## Exercise directions:
Rewrite every row with "main wheel tire" changed to "nose wheel tire" and everything else left as is. Omit the pictures from your answer.

## Input rows:
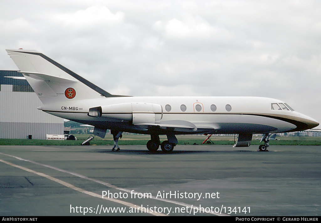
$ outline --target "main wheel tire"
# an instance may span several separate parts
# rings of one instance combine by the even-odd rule
[[[265,145],[260,145],[259,147],[259,149],[260,151],[266,151],[267,149],[267,147]]]
[[[160,147],[159,143],[152,140],[150,140],[147,142],[147,148],[151,152],[156,152]]]
[[[160,144],[160,148],[165,153],[171,152],[174,148],[174,144],[171,143],[168,140],[164,141]]]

## Task answer:
$ outline --target "nose wheel tire"
# an instance may span several separate parts
# rings of one instance combine by the even-odd rule
[[[265,145],[260,145],[259,147],[259,149],[260,151],[266,151],[267,149],[267,147]]]
[[[160,147],[159,143],[152,140],[150,140],[147,142],[147,148],[151,152],[156,152]]]
[[[160,144],[160,148],[165,153],[171,152],[174,148],[174,144],[171,143],[168,140],[164,141]]]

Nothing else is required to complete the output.